▶ [TASK GOAL]: Copy the records below character for character.

▶ [TASK INPUT]:
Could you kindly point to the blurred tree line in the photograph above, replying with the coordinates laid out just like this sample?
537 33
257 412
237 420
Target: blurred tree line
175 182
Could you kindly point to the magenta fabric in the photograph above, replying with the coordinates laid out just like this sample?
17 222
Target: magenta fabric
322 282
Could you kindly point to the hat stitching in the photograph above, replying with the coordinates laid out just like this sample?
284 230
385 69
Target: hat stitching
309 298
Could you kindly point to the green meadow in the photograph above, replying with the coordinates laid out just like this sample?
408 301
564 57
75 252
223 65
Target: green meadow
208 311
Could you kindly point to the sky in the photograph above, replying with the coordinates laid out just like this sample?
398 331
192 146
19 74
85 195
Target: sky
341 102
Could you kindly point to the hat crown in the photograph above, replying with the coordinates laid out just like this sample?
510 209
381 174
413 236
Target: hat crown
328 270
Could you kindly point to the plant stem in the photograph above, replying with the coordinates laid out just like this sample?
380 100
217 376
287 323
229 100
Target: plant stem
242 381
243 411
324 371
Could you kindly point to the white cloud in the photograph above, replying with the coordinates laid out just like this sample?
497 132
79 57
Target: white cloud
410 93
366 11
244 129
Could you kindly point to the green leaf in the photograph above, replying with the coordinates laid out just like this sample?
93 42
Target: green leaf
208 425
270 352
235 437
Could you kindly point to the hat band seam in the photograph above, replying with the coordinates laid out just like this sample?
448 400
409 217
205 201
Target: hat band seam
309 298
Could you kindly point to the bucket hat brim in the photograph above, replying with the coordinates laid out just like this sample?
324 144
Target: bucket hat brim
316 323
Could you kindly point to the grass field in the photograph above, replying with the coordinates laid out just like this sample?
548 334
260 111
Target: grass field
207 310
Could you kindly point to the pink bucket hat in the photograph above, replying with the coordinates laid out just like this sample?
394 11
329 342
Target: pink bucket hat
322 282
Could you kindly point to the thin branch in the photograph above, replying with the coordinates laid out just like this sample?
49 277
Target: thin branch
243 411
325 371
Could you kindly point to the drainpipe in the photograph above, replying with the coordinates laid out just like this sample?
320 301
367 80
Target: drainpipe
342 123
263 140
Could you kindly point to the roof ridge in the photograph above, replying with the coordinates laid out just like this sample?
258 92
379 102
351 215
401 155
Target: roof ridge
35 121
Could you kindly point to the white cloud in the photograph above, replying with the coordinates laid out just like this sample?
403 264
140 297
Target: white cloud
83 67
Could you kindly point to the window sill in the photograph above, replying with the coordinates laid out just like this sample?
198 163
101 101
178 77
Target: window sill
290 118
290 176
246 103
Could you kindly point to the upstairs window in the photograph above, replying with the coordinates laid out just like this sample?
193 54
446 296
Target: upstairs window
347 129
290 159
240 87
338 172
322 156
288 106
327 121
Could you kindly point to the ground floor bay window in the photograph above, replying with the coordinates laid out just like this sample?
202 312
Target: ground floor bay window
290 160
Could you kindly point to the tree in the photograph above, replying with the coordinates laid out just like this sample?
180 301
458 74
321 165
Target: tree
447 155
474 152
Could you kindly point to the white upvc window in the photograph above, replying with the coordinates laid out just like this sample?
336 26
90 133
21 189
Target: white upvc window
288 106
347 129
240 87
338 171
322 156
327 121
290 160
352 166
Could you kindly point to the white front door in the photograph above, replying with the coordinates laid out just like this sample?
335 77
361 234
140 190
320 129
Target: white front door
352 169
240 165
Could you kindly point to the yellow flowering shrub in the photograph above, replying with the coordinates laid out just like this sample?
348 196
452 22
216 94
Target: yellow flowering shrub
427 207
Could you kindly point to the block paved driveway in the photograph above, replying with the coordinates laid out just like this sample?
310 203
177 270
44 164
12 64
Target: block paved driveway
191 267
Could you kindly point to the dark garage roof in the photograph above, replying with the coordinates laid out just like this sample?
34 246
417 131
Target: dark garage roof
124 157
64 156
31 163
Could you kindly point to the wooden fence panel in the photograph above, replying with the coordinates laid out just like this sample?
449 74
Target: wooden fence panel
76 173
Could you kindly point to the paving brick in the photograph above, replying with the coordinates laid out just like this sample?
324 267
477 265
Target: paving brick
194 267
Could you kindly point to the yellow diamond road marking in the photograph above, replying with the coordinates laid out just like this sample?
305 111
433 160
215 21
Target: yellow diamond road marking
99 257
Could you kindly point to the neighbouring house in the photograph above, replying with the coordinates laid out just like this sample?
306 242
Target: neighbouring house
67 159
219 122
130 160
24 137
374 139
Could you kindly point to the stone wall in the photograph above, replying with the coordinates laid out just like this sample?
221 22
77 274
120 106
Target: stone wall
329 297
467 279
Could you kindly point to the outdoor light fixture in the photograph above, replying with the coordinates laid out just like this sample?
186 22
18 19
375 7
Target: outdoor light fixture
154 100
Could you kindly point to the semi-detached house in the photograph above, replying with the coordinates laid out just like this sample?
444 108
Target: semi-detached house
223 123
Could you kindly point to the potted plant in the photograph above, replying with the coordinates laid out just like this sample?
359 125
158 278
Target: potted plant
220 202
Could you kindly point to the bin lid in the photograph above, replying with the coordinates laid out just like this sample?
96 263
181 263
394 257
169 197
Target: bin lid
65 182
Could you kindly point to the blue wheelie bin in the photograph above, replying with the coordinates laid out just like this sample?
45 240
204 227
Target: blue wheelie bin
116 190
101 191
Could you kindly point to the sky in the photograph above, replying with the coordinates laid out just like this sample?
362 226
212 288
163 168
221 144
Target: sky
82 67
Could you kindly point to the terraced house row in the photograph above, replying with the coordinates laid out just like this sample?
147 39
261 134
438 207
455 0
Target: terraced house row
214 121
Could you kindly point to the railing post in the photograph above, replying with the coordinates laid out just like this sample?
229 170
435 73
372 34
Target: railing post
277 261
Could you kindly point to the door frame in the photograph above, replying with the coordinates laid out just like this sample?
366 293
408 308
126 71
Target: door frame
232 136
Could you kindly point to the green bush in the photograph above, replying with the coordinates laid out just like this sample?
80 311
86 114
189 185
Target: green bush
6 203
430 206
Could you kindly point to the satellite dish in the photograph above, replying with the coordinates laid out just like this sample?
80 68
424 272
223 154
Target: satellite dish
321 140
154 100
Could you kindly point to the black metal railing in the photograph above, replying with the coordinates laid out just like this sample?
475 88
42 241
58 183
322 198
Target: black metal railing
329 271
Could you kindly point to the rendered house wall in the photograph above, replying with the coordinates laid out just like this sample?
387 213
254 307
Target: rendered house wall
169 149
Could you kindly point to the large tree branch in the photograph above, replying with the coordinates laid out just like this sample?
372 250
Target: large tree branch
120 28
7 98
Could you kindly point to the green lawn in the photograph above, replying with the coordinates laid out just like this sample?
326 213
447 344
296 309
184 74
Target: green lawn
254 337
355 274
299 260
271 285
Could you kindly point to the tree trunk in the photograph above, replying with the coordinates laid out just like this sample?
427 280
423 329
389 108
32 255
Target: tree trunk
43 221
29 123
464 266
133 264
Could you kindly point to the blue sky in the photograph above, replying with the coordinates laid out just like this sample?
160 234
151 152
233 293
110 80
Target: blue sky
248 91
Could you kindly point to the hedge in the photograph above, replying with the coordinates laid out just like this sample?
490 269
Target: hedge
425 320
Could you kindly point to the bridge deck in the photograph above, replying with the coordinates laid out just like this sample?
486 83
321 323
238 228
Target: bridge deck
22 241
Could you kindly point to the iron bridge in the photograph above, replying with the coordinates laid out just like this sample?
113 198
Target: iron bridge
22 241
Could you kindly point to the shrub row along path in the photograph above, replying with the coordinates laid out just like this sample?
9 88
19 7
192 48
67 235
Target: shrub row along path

▶ [WRITTEN REPLY]:
Could you kindly point to the blurred tree line in the photograph above, replying with the coordinates laid out just like this sample?
537 33
257 412
237 420
Target: blurred tree line
175 182
Could you kindly point to the magenta fabric in the photograph above, replying with the coordinates laid out just like this sample?
17 222
Target: magenta fabric
322 282
Could you kindly point to the hat stitching in the photograph above, replying with the coordinates laid out just like this sample?
284 230
385 69
Target: hat stitching
309 298
Could you kindly point to the green meadow in the photograph above, replying with the coordinates laid out just like this sample?
408 301
564 57
75 252
223 65
Target: green meadow
208 311
Could you kindly point to the sky in the photograph above, replying with the coordinates laid out just like this sample?
398 331
192 146
19 74
85 195
Target: sky
341 102
Could you kindly point to the hat crown in the photograph above, replying with the coordinates laid out just like this sample?
510 209
381 174
413 236
Target: hat crown
328 270
Could you kindly point to the plant stem in the photograph above, replying with the coordinates laid out just like this sample?
380 100
217 376
287 323
229 100
Target: plant stem
242 381
243 411
324 371
Could you kindly point to the white cloud in the photograph above, replying with the coordinates laid out just like this sample?
497 132
79 57
Target: white cloud
410 93
366 11
244 129
Could you kindly point to the green leaf in the photograph above, replying with the coordinates laid out just like this sample?
93 42
Target: green leaf
208 425
270 352
235 437
Could you kindly point to the hat band seam in the photograph above, replying with the coordinates laid out just like this sample?
448 400
409 217
205 201
Target: hat band seam
309 298
Could you kindly point to the bucket hat brim in the photograph above, replying with the coordinates laid out just like this sample?
324 144
Target: bucket hat brim
316 323
Could you kindly point to the grass field in the photograph above, replying with the coordinates laid out just like this sample?
548 334
260 111
Target: grass field
207 310
Could you kindly point to the pink bucket hat in the photograph above, replying with the coordinates laid out just like this sample?
394 11
329 342
Target: pink bucket hat
322 282
Could you kindly point to the thin branch in the photograph above, replying with the coordinates laid out just like this sample?
49 277
Target: thin branch
243 411
325 371
Could you kindly point to the drainpipe in the photograph above, replying with the coordinates laid out just like this sample?
320 301
367 80
Target: drainpipe
342 123
263 140
Could you kindly point to the roof ridge in the photograph above, replying with the coordinates laid out just like this sample?
258 92
379 102
351 215
401 155
Target: roof ridge
35 121
Could you kindly point to the white cloud in the photograph above, replying with the coordinates laid out just like this sample?
403 264
140 297
Target: white cloud
83 67
Could you kindly point to the window sill in the photograph above, replying with the coordinates laid out just like this sample?
198 163
101 101
178 77
Target: window sill
290 118
290 176
246 103
Could you kindly point to the upstairs window in the photograph above, replying with the coordinates laid out just like this sample?
193 54
446 296
Target: upstairs window
347 129
290 159
240 87
338 172
322 156
288 106
327 121
Could you kindly point to the ground floor bay window in the photograph above, replying with the coordinates laid out just like this sample?
202 312
Target: ground floor bay window
290 160
Could you kindly point to the tree in the photograph above, replying with the coordinates laid out just like this sample?
180 301
458 74
321 165
Target: tree
447 155
474 152
Could you kindly point to the white upvc window in the photograph above, replying with the coordinates laid out just like this sample?
336 26
90 133
21 189
Target: white upvc window
288 106
347 129
240 87
338 171
322 156
327 121
290 160
352 166
Could you kindly point to the white front door in the photograph above, replying with the coordinates laid out just like this sample?
335 77
361 234
140 190
320 129
Target: white front door
352 169
240 165
Could you kindly point to the yellow flowering shrub in the photograph above, replying with the coordinates laid out just like this sample?
348 196
452 22
216 94
Target: yellow flowering shrub
427 207
Could you kindly point to the block paved driveway in the photograph above, replying with the coordinates laid out just like this sample?
310 203
177 270
44 164
12 64
Target: block paved driveway
191 267
Could you kindly point to the dark garage roof in the photograph above, replying with the coordinates laid out just like this sample?
34 246
417 131
Target: dark garage roof
124 157
64 156
31 163
Could you kindly point to the wooden fence panel in the photograph above, replying with the coordinates laid out just like this sample?
449 74
Target: wooden fence panel
76 173
Could you kindly point to the paving brick in the photograph above, replying with the coordinates laid out just like this sample?
324 267
477 265
Target: paving brick
194 267
Could you kindly point to the yellow diamond road marking in the photograph above, replying with the coordinates laid out just like this sample?
305 111
433 160
215 21
Target: yellow diamond road marking
99 257
Could you kindly point to the neighbouring house in the photograph above, replying with the coordinates laid out just like this sample?
306 242
Target: neighbouring house
67 159
219 122
130 160
24 137
374 139
Could you kindly point to the stone wall in the photograph above, replying with the coordinates laid out just like this sample?
221 22
77 274
120 106
Target: stone wall
329 297
467 279
Could you kindly point to the outdoor light fixture in the photograph above, replying with the coordinates laid out just like this sample?
186 22
18 19
375 7
Target: outdoor light fixture
154 100
Could you kindly point to the semi-detached house in the photograph above, replying with the coordinates laid out just like this sample?
444 108
Target: semi-detached house
223 123
Could you kindly point to the potted plant in the photograph above, replying with the coordinates laid out just like this sample?
359 125
158 278
Target: potted plant
220 202
Could you kindly point to the bin lid in the photograph above, replying with the coordinates laid out just like this sample?
96 263
181 263
394 257
169 197
Target: bin lid
65 182
Could you kindly point to the blue wheelie bin in the photograph above, replying with the coordinates laid out just like this sample?
45 240
204 227
Target: blue wheelie bin
116 190
101 191
Could you kindly point to the sky in the photograph above, replying with the coordinates laid out just like this sample?
362 226
212 288
163 168
221 144
Target: sky
82 67
Could you kindly point to the terraced house row in the photograph above, replying with the coordinates laid out just like this sample?
147 39
261 134
438 207
455 0
Target: terraced house row
214 121
Could you kindly point to the railing post in the photograph above, replying with the coordinates laid out just like this sample?
229 170
435 73
372 34
Target: railing post
277 261
Could you kindly point to the door frame in the photograph above, replying with the coordinates laid out just like this sample?
366 293
408 308
126 71
Target: door frame
232 136
Could you kindly point to the green bush in the photograph above, replying with the coordinates laid out just like this sample?
80 311
86 114
189 185
Target: green bush
6 203
430 206
Could you kindly point to the satellite dish in the photograph above, replying with the coordinates laid out just like this sample?
80 68
424 272
223 154
Target: satellite dish
321 140
154 100
Could you kindly point to the black metal railing in the photograph above, replying with the coordinates laid out just like this sample?
475 88
42 241
58 183
322 198
Target: black metal railing
329 271
Could you kindly point to the rendered house wall in the photograph above, replying with the coordinates laid out just like this sample?
387 213
254 307
Target: rendered house wall
169 149
Could you kindly point to the large tree branch in the photograph above, replying with the coordinates laid out just like this sample?
372 250
Target: large tree branch
120 28
7 98
Could you kindly point to the green lawn in the photograph above, replying with the coordinates laid out just like this sample?
326 213
447 344
296 309
184 74
Target: green lawn
254 337
355 274
299 260
271 285
Could you kindly point to the tree trunk in the photograph above, replying with the coordinates laid out just like this sample?
427 280
423 329
389 108
32 255
Target: tree trunk
43 221
29 123
464 266
133 264
Could you kindly point to the blue sky in the photograph above, replying with the coordinates laid out just like this sample?
160 234
151 152
233 293
110 80
Target: blue sky
248 91
Could you kindly point to the hedge in the photograph above, replying with the coordinates laid out just like this sample?
490 269
Target: hedge
425 320
Could you kindly point to the bridge deck in the photograph above, replying with the coordinates laid out just like this sample?
486 83
321 323
238 228
Target: bridge deck
22 241
Could you kindly point to the iron bridge in the photograph above, replying with the coordinates laid out just like this sample?
113 198
Target: iron bridge
22 241
Could you kindly point to the shrub row along path in the photograph above, replying with the coordinates laid out just like this sample?
9 88
19 7
192 48
67 235
Target: shrub row along path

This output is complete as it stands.